Task brief
Print exactly the lines starting at the one that contains "The client would like the large" and ending at the last line of the listing below.

Supplied data
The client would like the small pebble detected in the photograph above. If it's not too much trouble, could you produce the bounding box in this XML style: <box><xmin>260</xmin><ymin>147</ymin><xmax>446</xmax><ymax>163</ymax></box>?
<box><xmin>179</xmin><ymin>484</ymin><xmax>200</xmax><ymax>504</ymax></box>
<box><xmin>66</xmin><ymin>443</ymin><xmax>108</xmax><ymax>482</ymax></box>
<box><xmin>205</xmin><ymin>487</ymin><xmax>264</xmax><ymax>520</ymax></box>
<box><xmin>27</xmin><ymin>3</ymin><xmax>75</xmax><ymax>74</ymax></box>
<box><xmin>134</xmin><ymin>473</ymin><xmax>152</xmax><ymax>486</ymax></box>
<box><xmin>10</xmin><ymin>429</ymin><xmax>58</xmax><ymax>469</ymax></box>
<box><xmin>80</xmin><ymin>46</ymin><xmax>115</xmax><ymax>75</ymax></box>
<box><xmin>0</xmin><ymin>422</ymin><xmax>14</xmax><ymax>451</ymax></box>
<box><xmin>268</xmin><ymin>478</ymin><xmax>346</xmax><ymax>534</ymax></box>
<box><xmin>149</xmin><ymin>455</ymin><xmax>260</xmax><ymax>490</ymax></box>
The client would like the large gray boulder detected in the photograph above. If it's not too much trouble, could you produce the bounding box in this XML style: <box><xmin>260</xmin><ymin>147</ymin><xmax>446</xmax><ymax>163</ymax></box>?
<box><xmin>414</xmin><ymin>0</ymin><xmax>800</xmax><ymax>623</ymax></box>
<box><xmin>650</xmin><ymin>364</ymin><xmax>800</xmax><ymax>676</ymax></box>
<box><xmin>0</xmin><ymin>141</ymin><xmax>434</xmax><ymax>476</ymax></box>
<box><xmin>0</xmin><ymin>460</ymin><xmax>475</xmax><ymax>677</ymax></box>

Output below
The client would like the large gray boulder detected in the photograph above. If it's not too much trouble, could you produce the bounding box in this XML style: <box><xmin>260</xmin><ymin>147</ymin><xmax>446</xmax><ymax>163</ymax></box>?
<box><xmin>414</xmin><ymin>0</ymin><xmax>800</xmax><ymax>623</ymax></box>
<box><xmin>650</xmin><ymin>364</ymin><xmax>800</xmax><ymax>676</ymax></box>
<box><xmin>0</xmin><ymin>141</ymin><xmax>434</xmax><ymax>476</ymax></box>
<box><xmin>0</xmin><ymin>460</ymin><xmax>475</xmax><ymax>677</ymax></box>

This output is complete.